§ INSTRUÇÕES
A) No texto sobre os pontificados, em que ano Bento XVI escreveu "com uma abertura não esperada à comunhão dos recasados"?
B) Seleciona nos registos todas as linhas em que aparece a palavra "beach" e copia-as.

§ TEXTO PARA LER
_ _ _ _ _ _ _
Na comparação entre os pontificados, para o teólogo Anselmo Borges, “cada um tem a sua história, o seu temperamento”. E a deputada Ana Rita Bessa, que tem um percurso próximo dos jesuítas, socorre-se das palavras do evangelista João, “Na casa do Pai, há muitas moradas” (Jo 14,2), para frisar que, na mesma Igreja, “num espaço tão curto de tempo, sejam possíveis exemplos muito diferentes, mas em que todos falam de Deus”. E, “mais do que contraste”, a deputada sublinha o facto de um papa “mais cerebral” ter aberto “caminho a que outro faça de outro modo”.
Anselmo Borges recua até João Paulo II (antecessor de Bento XVI) para notar como o Papa polaco vindo de “uma igreja perseguida” se recolheu numa “ortodoxia estabelecida e nem sempre compreendeu a necessidade de avançar com outras atitudes dentro da Igreja”, remetendo-se ao “quadro de uma igreja monolítica”. Porém, “enquanto João Paulo II contribuiu decisivamente para a queda do muro de Berlim e com isso reconfigurou o mundo”, Francisco é filho de imigrantes italianos e foi arcebispo duma grande cidade, onde se envolve com as periferias, vivendo num pequeno apartamento e deslocando-se de metro.
Bento XVI crê “em Jesus e no Deus de Jesus, mas é uma pessoa frágil, um homem tímido e vive dentro dele próprio um conflito” – conflitualidade típica de quem, enquanto jovem teólogo participa como perito do Concílio Vaticano II e escreve, em 1972, “com uma abertura não esperada à comunhão dos recasados”, mas, depois, participa, ao lado de João Paulo II, “na condenação de dezenas de teólogos”. E é esta conflitualidade que o leva a resignar.
Põe a fé viva no Deus de Jesus, mas não teve forças para operar mudanças. Todavia, preparou para o sucessor um relatório (cujo conteúdo nunca foi completamente revelado) sobre a gestão do Vaticano, suficiente iluminado para Francisco atuar como tem atuado junto da Cúria.
_ _ _ _ _ _ _
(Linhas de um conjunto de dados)

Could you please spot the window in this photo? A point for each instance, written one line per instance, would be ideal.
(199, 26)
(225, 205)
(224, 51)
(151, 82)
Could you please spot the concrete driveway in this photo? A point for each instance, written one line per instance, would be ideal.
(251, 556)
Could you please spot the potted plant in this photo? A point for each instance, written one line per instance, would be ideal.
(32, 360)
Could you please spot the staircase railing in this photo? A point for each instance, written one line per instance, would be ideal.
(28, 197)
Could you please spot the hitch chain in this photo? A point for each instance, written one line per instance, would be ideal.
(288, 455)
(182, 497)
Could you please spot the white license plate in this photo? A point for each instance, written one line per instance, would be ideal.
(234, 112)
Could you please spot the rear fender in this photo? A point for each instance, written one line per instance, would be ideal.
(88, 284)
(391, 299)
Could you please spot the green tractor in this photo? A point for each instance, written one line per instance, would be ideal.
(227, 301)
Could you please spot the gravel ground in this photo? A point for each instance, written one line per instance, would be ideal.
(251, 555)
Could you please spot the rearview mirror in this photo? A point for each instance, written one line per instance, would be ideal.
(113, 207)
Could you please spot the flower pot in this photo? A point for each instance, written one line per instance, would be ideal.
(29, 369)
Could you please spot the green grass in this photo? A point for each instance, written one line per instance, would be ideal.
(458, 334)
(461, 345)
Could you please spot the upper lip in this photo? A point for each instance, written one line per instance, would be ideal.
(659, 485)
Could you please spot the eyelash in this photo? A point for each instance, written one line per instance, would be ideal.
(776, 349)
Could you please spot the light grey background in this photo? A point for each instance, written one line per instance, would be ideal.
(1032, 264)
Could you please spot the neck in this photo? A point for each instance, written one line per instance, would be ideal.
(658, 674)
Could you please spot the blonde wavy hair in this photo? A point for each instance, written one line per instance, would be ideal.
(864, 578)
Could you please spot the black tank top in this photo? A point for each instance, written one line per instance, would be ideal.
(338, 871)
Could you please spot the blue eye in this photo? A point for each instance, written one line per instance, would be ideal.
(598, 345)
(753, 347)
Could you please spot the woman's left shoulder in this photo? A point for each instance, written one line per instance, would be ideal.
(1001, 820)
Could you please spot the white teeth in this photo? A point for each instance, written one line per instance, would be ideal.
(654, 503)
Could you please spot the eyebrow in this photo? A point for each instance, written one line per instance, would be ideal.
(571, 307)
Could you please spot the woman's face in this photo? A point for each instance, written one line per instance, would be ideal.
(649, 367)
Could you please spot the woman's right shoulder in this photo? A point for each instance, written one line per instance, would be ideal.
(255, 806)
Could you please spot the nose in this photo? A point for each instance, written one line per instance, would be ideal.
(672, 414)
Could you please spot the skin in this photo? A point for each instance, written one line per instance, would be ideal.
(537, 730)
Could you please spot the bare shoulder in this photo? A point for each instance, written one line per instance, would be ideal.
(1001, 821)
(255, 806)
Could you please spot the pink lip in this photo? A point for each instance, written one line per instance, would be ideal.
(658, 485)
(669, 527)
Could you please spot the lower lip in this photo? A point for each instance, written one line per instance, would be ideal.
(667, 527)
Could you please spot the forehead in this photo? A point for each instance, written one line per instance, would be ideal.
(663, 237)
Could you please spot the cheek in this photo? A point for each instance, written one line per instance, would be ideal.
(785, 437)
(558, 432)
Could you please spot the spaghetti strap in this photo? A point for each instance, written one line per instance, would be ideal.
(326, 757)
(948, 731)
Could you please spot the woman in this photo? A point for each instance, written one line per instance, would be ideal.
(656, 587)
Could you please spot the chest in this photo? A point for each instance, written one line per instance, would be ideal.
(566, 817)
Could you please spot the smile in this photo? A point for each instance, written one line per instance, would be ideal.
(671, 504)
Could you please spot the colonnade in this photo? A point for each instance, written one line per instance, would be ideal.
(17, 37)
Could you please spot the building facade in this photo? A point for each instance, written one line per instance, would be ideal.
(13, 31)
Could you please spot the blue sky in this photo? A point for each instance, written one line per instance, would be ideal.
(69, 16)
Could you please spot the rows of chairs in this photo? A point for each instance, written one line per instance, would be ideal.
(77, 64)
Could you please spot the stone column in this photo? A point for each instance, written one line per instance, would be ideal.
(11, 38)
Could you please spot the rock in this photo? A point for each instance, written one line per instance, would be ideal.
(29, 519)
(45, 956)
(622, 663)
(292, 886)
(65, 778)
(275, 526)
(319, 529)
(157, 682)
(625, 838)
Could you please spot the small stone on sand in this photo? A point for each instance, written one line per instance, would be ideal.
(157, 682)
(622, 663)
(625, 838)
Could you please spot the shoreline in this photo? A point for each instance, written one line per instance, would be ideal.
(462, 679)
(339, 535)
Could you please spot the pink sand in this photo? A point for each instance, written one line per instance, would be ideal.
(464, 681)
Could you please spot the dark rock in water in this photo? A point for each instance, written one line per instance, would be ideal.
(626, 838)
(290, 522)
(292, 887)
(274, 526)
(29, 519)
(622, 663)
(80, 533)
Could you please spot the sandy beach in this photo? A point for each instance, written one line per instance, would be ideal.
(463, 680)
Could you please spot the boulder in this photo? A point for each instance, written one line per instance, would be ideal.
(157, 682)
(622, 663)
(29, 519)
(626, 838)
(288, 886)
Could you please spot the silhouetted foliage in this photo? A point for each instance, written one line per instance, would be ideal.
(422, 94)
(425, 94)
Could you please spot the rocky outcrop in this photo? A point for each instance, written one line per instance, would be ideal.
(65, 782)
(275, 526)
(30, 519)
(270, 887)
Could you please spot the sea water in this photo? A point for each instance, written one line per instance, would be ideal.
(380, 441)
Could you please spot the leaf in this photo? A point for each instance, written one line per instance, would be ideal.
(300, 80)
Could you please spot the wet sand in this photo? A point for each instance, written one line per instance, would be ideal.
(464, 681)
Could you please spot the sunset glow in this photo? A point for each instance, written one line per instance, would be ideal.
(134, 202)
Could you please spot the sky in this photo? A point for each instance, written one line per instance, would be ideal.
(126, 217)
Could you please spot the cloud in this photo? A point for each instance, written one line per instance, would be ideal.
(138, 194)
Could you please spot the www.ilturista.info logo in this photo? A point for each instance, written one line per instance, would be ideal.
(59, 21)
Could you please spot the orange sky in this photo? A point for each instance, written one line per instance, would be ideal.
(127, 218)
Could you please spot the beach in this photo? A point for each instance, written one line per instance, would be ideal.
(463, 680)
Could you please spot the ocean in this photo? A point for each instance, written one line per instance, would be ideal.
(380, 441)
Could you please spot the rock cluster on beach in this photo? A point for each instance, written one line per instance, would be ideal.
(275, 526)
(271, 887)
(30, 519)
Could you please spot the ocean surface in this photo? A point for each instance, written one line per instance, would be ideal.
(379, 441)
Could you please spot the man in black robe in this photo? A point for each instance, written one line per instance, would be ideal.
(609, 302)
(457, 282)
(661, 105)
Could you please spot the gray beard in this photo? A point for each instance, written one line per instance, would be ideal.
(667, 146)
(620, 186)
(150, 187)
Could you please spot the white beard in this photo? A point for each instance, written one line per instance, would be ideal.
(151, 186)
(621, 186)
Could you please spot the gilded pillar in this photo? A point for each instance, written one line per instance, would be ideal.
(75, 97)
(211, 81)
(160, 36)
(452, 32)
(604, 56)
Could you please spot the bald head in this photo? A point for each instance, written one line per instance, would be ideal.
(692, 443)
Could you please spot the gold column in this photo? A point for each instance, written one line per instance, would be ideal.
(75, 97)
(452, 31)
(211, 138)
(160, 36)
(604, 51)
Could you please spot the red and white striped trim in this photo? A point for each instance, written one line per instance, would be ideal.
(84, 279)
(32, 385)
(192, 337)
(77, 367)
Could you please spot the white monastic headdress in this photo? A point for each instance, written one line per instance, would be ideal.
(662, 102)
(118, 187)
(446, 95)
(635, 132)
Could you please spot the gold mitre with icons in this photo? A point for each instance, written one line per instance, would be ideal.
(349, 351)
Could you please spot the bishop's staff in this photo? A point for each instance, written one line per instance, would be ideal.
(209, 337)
_ _ _ _ _ _ _
§ RESPOSTAS POR TAREFA
A) Em 1972.

B)
Could you please spot the sandy beach in this photo? A point for each instance, written one line per instance, would be ideal.
Could you please spot the beach in this photo? A point for each instance, written one line per instance, would be ideal.
Could you please spot the rock cluster on beach in this photo? A point for each instance, written one line per instance, would be ideal.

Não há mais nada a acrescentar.